Given problem - Collect each line in the records below that contains the word "with", and copy those lines in full.

Records supplied -
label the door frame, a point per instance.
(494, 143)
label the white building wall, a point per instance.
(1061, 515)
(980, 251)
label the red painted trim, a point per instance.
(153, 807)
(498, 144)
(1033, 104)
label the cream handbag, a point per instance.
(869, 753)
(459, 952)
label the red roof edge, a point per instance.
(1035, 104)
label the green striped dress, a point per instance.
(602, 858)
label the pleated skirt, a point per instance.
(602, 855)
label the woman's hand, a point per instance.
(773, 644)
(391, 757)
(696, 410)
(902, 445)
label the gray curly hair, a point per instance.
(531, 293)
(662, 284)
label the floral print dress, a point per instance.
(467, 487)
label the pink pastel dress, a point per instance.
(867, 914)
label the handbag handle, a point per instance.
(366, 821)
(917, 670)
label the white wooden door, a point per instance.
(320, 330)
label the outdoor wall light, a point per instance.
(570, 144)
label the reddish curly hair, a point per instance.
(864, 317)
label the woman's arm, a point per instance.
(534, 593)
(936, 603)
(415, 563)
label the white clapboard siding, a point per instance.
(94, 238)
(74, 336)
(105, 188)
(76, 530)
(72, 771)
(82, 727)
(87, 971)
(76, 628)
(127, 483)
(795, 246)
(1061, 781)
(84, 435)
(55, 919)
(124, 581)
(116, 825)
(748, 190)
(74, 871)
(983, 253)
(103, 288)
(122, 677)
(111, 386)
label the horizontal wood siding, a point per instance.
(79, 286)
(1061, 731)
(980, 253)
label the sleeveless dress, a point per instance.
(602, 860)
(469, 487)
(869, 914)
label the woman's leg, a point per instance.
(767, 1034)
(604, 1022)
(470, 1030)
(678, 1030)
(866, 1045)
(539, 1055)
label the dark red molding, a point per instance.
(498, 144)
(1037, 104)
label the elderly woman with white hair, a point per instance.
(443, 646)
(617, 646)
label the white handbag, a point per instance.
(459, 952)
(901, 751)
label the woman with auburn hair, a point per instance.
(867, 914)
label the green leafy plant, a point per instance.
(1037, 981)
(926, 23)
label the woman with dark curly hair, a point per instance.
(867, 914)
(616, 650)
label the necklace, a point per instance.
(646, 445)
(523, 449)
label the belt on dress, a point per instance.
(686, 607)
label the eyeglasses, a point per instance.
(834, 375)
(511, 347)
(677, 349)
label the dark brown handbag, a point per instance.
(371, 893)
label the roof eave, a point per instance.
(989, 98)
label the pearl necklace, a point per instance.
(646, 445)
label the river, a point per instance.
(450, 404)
...
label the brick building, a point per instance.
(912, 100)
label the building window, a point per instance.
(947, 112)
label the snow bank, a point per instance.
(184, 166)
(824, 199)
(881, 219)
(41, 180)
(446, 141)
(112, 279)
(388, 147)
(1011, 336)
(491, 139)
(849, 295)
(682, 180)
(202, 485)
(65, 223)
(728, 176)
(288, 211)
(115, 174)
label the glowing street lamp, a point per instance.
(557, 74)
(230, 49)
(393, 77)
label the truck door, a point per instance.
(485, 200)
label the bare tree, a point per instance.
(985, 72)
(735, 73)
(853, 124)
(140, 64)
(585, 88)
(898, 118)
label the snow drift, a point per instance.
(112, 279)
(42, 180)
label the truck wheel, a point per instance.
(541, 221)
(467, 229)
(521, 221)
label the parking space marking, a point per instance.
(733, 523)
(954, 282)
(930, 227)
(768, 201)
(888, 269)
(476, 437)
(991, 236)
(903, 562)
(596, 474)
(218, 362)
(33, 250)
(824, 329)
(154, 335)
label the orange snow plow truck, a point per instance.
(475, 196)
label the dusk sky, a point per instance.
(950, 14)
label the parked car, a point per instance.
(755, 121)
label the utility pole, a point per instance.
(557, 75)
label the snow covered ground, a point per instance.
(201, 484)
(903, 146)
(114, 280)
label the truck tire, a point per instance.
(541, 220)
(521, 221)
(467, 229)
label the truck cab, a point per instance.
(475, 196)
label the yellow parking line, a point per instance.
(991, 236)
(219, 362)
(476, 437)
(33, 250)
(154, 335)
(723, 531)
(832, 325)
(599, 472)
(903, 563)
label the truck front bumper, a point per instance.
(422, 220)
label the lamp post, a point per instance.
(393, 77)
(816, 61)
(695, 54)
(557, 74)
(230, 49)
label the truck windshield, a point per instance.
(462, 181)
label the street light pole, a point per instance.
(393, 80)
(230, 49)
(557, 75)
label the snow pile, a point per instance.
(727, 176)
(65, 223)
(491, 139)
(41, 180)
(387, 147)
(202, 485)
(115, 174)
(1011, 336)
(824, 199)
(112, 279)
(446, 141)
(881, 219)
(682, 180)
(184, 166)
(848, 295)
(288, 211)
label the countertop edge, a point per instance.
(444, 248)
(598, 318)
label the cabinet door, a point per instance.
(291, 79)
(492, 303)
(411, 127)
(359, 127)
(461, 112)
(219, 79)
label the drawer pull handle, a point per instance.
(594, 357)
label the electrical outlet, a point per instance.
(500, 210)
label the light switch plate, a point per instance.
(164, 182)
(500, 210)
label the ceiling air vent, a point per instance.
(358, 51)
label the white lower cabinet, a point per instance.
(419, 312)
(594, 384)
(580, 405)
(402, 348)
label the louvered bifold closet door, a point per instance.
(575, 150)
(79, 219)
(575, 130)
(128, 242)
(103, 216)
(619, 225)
* * *
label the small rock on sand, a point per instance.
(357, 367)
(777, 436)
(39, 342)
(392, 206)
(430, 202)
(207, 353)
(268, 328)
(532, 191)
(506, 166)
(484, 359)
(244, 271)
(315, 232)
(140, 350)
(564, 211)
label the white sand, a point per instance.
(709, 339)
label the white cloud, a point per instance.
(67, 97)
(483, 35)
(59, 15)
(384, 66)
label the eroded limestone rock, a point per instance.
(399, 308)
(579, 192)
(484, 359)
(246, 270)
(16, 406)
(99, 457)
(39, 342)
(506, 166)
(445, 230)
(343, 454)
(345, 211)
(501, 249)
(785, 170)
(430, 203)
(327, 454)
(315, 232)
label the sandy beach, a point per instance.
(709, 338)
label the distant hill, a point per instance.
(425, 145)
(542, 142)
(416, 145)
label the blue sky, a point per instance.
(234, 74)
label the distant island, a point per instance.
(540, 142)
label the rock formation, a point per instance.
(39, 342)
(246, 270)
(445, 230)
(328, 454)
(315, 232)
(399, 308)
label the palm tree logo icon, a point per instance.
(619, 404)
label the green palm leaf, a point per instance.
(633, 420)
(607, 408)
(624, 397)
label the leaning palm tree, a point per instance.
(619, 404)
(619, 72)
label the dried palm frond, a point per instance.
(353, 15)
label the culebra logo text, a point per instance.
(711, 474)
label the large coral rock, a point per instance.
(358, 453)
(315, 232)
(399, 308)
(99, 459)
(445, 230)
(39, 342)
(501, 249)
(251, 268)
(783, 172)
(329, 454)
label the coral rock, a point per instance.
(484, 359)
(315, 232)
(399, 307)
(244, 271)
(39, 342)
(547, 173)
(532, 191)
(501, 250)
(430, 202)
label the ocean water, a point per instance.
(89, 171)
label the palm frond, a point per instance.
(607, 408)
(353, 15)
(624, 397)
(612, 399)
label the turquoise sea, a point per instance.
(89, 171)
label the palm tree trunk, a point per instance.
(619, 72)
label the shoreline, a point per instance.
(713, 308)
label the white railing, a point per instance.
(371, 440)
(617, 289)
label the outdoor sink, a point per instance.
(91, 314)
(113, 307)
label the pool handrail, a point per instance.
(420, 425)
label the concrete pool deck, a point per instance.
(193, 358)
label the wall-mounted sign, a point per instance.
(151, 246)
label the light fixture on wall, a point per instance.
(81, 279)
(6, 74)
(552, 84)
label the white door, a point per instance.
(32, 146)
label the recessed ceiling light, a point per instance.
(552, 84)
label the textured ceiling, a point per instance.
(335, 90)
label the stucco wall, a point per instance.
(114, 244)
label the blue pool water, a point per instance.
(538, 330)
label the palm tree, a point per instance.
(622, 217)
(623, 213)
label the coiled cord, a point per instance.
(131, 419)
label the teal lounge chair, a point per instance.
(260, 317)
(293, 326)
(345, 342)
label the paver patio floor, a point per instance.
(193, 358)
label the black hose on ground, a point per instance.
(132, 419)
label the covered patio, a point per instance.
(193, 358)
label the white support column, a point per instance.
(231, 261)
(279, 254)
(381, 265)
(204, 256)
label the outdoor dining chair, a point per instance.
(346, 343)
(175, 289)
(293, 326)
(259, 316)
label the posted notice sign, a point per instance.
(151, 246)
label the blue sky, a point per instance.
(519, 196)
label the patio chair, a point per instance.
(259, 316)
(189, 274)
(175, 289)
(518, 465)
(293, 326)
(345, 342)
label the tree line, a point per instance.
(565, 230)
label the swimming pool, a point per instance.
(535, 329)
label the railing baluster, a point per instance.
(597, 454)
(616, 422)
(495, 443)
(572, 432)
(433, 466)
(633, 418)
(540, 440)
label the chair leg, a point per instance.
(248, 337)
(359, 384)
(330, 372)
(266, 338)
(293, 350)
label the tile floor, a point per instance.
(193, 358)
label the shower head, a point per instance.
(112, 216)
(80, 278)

Answer for this exercise -
label the elderly woman with white hair, a point per instance.
label the woman with auburn hair, a point per instance.
label the woman with dark curly hair, a point per instance.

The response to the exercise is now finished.